- Extrait de page:
==*==

Les politiques visant à lutter contre le chômage menées par les gouvernements successifs dans la plupart des pays européens sont contreproductives et font appel à de très vieilles recettes au goût amer. Ce n’est pas notre actuel gouvernement ancré à droite qui suivra une autre voie. La mode est à la dérégulation du marché du travail, à la punition de ceux qu’il exclut et à la diminution des coûts. Comme les décideurs peuvent difficilement dire à l’électorat « braves gens, on va diminuer votre salaire réel pour votre bien « , ils agissent en douce. On retiendra, pour la Belgique, le saut d’index et la diminution des cotisations patronales d’assu-rance sociale1, encore appelées injustement « charges patronales »2. Ces deux mesures, si elles peuvent aider, voire sauver l’une ou l’autre entreprise, sont surtout de beaux cadeaux pour celles qui dégagent déjà de jolis bénéfices. Pensez-vous qu’il soit utile que les banques, largement bénéficiaires, réduisent leur part de financement à la sécurité sociale ? La diminution du coût du travail devrait soutenir la compétitivité de la Belgique nous dit-on. Certes, notre pays a une économie ouverte qui exporte et importe sensiblement autant et, pour les sociétés exportatrices, cela peut être une belle opportunité mais ces dernières sont des entreprises industrielles ou de services « pointus ». Notre économie repose surtout sur le secteur tertiaire3 dont de nombreuses entreprises importantes ne sont pas en compétition sur l’international. Ainsi, les banques, les compagnies d’assurances et les sociétés de grande distribution par exemple bénéficient d’un cadeau qu’elles ne répercutent ni sur l’emploi ni sur les prix mais qui fait l’affaire des actionnaires. En outre, les états sont en compétition pour tirer le coût du travail vers le bas. Il suffira à nos principaux partenaires commerciaux (Allemagne, Pays-Bas, France et 

Royaume-Uni) de baisser eux aussi encore un peu plus le coût du travail pour que nous devions à nouveau les suivre. C’est un cercle sans fin et un jeu de dupes. Ces mesures de soutien à la croissance sont complétées par des dispositifs individuels qui visent, soit disant, à permettre aux demandeurs d’emploi de retrouver un emploi. Il s’agit surtout, et de plus en plus, de mesures « punitives » pour ne pas dire vexatoires4. Nous l’avons déjà dit dans ces colonnes, ce n’est pas en stigmatisant les gens qu’on les aide.

==*==

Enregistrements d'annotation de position

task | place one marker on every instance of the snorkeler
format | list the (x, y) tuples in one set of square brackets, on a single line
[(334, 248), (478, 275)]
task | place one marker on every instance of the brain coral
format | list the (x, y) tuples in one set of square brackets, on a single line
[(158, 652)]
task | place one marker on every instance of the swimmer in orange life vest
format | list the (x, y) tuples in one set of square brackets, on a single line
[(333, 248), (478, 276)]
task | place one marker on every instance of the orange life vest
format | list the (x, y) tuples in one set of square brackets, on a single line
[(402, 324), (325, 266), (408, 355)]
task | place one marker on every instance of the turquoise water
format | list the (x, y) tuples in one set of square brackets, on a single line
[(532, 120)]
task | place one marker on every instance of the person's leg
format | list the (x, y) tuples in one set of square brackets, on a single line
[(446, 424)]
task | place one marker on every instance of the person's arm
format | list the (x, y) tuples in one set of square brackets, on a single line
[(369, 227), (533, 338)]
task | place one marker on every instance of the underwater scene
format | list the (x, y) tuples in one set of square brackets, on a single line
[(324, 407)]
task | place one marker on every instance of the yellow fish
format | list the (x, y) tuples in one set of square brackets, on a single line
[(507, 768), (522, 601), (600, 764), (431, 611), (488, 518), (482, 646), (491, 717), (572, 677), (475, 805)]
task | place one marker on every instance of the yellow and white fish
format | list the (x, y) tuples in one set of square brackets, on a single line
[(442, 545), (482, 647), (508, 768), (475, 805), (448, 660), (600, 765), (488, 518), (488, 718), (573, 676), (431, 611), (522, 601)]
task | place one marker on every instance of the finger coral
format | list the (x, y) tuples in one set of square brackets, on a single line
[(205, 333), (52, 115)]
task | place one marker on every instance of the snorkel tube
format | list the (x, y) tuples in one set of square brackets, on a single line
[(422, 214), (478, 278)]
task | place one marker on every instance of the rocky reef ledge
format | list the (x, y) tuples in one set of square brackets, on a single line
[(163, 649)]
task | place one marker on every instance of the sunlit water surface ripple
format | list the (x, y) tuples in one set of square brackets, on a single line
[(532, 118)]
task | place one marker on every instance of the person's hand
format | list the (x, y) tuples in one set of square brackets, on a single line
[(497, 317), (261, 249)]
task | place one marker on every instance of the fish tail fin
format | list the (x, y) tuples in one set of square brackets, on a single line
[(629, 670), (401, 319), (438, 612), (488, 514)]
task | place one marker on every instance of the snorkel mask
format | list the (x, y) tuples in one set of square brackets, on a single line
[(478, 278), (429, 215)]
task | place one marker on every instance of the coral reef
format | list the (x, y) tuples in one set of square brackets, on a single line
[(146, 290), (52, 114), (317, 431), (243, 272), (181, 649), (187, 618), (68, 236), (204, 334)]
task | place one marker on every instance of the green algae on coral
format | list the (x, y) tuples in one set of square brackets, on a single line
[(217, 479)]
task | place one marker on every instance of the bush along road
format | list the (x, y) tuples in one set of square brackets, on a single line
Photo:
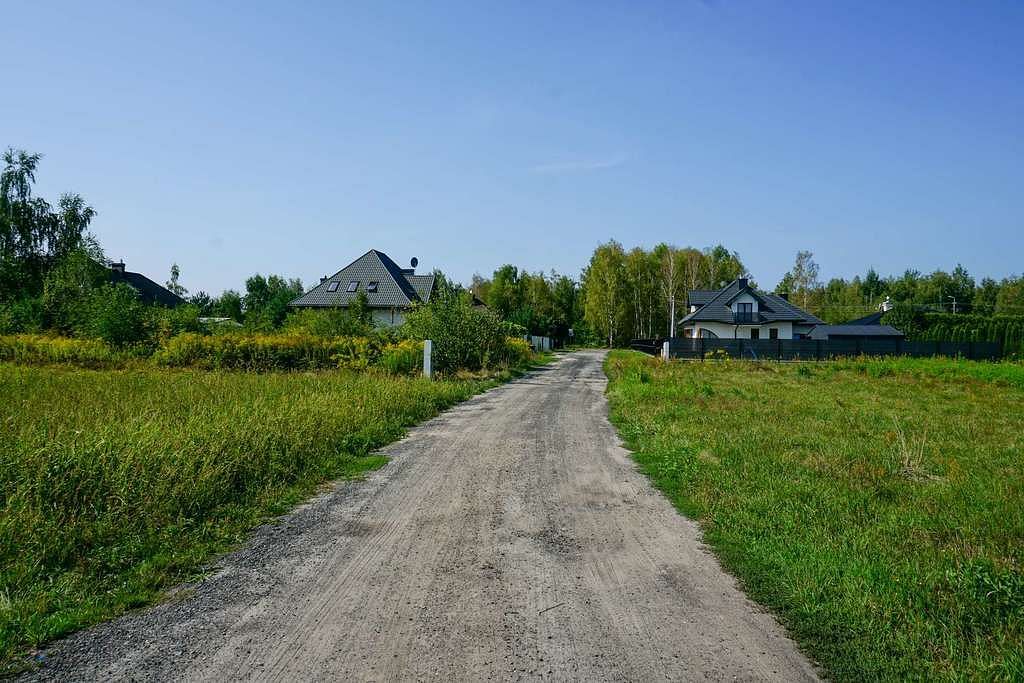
[(511, 537)]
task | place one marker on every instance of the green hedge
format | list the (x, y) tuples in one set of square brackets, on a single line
[(1008, 330)]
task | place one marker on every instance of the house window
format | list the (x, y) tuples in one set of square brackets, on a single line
[(744, 312)]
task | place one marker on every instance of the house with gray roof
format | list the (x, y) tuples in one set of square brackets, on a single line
[(390, 290), (739, 311), (148, 291)]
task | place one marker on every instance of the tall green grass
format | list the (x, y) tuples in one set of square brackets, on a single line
[(116, 484), (877, 506)]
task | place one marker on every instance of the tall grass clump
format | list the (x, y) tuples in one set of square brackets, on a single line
[(40, 349), (267, 351), (875, 505), (115, 485)]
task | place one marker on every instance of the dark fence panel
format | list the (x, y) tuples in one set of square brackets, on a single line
[(811, 349)]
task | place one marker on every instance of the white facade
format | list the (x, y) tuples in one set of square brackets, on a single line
[(728, 331), (387, 317)]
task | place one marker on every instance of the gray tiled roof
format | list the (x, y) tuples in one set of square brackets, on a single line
[(424, 285), (873, 318), (148, 291), (394, 289), (700, 297), (826, 331), (771, 307)]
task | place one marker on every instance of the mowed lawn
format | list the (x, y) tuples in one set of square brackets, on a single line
[(876, 506), (116, 484)]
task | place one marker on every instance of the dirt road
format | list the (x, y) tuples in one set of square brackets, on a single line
[(509, 538)]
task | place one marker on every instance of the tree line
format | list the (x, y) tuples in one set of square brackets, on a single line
[(53, 275)]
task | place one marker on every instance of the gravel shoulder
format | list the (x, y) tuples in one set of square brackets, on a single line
[(510, 537)]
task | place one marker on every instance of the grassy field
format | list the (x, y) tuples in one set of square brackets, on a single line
[(117, 484), (876, 506)]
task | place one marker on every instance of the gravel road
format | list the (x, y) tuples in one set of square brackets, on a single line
[(509, 538)]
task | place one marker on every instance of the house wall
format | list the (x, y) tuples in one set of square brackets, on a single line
[(726, 331), (744, 298), (388, 317)]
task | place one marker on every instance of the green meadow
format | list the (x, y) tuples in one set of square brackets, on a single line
[(117, 484), (877, 507)]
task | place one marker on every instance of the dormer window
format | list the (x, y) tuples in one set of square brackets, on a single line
[(744, 312)]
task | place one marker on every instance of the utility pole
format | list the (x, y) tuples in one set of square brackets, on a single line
[(672, 314)]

==*==

- Consigne 1: Dans le texte sur le chômage, reprenez le passage commençant par "Royaume-Uni) de baisser" et allant jusqu'à "qu’on les aide.", en substituant "engrenage sans fin" à "cercle sans fin".
- Consigne 2: Quelles sont les deux mesures que le texte sur le chômage retient pour la Belgique ?
- Consigne 3: Prolongez le texte sur le chômage en enchaînant après sa dernière phrase.

- Réponse 1:
Royaume-Uni) de baisser eux aussi encore un peu plus le coût du travail pour que nous devions à nouveau les suivre. C’est un engrenage sans fin et un jeu de dupes. Ces mesures de soutien à la croissance sont complétées par des dispositifs individuels qui visent, soit disant, à permettre aux demandeurs d’emploi de retrouver un emploi. Il s’agit surtout, et de plus en plus, de mesures « punitives » pour ne pas dire vexatoires4. Nous l’avons déjà dit dans ces colonnes, ce n’est pas en stigmatisant les gens qu’on les aide.

- Réponse 2: Le saut d'index et la diminution des cotisations patronales d'assurance sociale.

- Réponse 3:
Ces dispositifs, déjà bien peu utiles en matière de création d’emplois et de remise à l’emploi, éludent totalement les évolutions récentes et à venir de la façon de produire les biens et services que nous consommons. Premièrement, il est clair que l’on ne peut pas concurrencer les poids lourds industriels tels que la Chine sans diminuer les salaires de façon drastique, ce qui est totalement irréaliste. Ainsi, de tels pays resteront « l’usine du monde » dans les prochaines années. Deuxièmement, les politiques actuelles continuent à éluder ce qui apparaît aujourd’hui comme une évidence à bon nombre d’économistes : la robotisation massive du travail est en marche !

Selon une récente étude, 47 % de nos emplois sont menacés sous peu5. Tous ceux qui ont des tâches répétitives, qui font de la manipulation d’objets, qui ont des tâches d’information aux guichets sont concernés. Si vous êtes vendeur, ouvrier ou administratif, vous êtes les premiers concernés. Les travailleurs de l’aide aux personnes et les artistes peuvent eux… dormir tranquilles, les temps changent ! Une employée de mon agence bancaire me disait il y a peu, « Monsieur, il faut vous mettre au phone banking, dans trois ans, nous ne serons plus là ».

D’autres fonctions suivront, plus créatives, qui demandent pourtant des savoirs plus complexes. Lors des dernières élections cantonales françaises, « Le Monde »6 a mené une expé-rience en publiant de courts textes de présentation des résultats générés entièrement par un ordinateur.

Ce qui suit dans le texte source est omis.